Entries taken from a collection
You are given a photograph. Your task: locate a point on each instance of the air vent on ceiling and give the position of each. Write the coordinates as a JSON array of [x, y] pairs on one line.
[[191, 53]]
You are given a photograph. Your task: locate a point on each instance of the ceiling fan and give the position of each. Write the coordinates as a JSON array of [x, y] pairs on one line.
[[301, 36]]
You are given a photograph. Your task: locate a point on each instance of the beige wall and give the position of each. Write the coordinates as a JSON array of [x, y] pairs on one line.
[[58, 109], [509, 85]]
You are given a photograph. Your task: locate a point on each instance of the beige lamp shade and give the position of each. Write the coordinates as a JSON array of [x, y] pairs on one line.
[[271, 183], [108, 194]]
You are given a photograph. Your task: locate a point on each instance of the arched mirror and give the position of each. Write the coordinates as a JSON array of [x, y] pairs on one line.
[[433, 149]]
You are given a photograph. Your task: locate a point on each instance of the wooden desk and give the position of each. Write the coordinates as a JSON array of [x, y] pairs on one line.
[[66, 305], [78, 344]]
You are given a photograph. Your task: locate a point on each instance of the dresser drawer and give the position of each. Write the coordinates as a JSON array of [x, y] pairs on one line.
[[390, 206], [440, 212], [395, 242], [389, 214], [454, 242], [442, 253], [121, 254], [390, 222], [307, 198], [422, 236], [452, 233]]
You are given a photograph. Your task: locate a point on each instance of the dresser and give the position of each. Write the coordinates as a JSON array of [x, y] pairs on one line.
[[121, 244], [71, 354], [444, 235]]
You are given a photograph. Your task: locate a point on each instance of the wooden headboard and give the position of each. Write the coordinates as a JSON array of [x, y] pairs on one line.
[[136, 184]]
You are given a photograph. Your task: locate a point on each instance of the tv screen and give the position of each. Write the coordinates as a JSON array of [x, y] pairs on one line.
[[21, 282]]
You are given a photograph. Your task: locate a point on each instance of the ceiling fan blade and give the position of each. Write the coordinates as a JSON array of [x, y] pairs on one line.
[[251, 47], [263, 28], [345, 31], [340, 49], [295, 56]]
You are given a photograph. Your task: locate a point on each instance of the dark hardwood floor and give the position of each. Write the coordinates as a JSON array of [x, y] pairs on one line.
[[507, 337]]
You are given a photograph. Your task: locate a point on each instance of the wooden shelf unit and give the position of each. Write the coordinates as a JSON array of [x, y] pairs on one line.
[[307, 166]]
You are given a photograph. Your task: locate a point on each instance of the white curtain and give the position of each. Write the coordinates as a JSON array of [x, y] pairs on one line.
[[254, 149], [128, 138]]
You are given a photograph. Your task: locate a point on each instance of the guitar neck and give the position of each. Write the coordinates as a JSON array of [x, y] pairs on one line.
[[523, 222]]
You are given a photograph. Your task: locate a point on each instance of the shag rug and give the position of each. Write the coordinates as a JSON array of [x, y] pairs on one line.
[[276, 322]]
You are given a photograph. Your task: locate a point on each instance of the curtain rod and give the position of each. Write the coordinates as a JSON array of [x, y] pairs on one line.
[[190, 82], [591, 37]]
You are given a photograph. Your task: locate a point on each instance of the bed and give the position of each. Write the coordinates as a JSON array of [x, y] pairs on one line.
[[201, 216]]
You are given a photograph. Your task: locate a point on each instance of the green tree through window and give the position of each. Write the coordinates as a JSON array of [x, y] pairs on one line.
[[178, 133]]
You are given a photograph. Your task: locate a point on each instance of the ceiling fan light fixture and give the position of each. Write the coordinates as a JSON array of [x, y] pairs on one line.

EXERCISE BRIEF
Please rewrite all the entries above, changing each "on one line" to "on a single line" and keeping everything else the same.

TASK RESPONSE
You are given a photograph. Your task: locate a point on each instance of the air vent on ceiling and give the position of each. Write the coordinates as a JSON array of [x, y] pairs on a single line.
[[191, 53]]
You are given a photograph. Your task: locate a point on each instance of the ceiling fan and give the position of each. Write the coordinates as a JSON array of [x, y] pairs on a single line.
[[301, 36]]
You are given a photograph. Your task: locate a point on each instance of the beige wall and give the position of each. Write the coordinates as a JSON array of [x, y] pairs on a single line.
[[58, 109], [509, 85]]
You are given a photograph. Your task: locate a point on each instance of the beige lamp shade and give the position of each. Write the coordinates as a JSON array of [x, y] pairs on a single line.
[[271, 183], [108, 194]]
You are given a photograph. Your task: locate a point on each instance of the arched mirror and give the position of each. Write the coordinates as a JSON array of [x, y] pairs on a single line.
[[433, 149]]
You are given a photograph. Your task: locate a point on each instance of the wooden desk and give the position of each. Write the coordinates as a JSON array of [x, y] pairs on a single line.
[[66, 305], [78, 344]]
You are given a photograph. Your task: locate a point on each instance of the dresser drawer and give the position of each. Write the coordinates as a JSON array of [x, y] pairs on a single line.
[[390, 206], [440, 212], [395, 242], [389, 214], [454, 242], [442, 253], [121, 254], [390, 222], [307, 198], [422, 236], [452, 233]]
You are given a photograph. Your task: locate a point on each instance of the dresser and give the position of each. Write the coordinates as a JSON array of [x, y] pairs on a single line.
[[121, 244], [71, 354], [444, 235]]
You are given a photograph. Your task: locate a point on each instance of the wooden headboard and give the position of each. Write the coordinates as a JSON array of [x, y] pairs on a single line.
[[136, 184]]
You are given a photograph. Your task: locate a point on each instance of the tv screen and give the position of each. Write the coordinates as a JSON array of [x, y] pairs on a single line.
[[21, 282]]
You are given a photograph. Your task: locate a point on each instance of the ceiling fan blade and give the position of each. Write the coordinates as a JSON array of [x, y] pairs on a single line.
[[251, 47], [263, 28], [345, 31], [340, 49], [295, 56]]
You are given a photograph. Your task: locate a point on each instance of the dark hardwood floor and give the position of each. Write the coordinates as a JSON array of [x, y] pairs on a single line.
[[507, 337]]
You are given a photograph. Your task: locate a point on each instance of the wooden shelf unit and give the position of each. Write the coordinates as a JSON array of [x, y] pairs on a single line.
[[307, 166]]
You are given a photograph. Your task: locate a point on each instance of the white curtain and give the position of each. Write the coordinates as a JSON array of [x, y] pairs on a single line.
[[254, 149], [128, 138]]
You are given a photograph. Your task: locate a point on each instance of the guitar neck and give the position of each. Write the coordinates as a JSON array of [x, y] pairs on a single line.
[[523, 222]]
You are given a photograph. Your task: locate a point on each instance of the shag rug and give the position of each. Write the coordinates as a JSON array of [x, y] pairs on a single line.
[[276, 322]]
You are given a photograph. Your task: locate a point on each instance of the curtain rod and give the position of each. Write the coordinates as a JSON array of [x, y] pairs on a single line.
[[190, 82], [591, 37]]
You are given a photograph. Your task: locate a point on each instance of the bed and give the position of each. Write the coordinates as a JSON array of [x, y] pairs on a single line.
[[201, 216]]
You are given a photograph. Your task: locate a point on each instance of the green tree through window and give the position of each. Write the coordinates as a JSON array of [x, y] pairs on a single line.
[[178, 133]]
You are given a photograph. Your task: locate a point on each instance of the ceiling fan light fixture and give the position of each. Write the coordinates as a JSON array of [x, y] pairs on a single line.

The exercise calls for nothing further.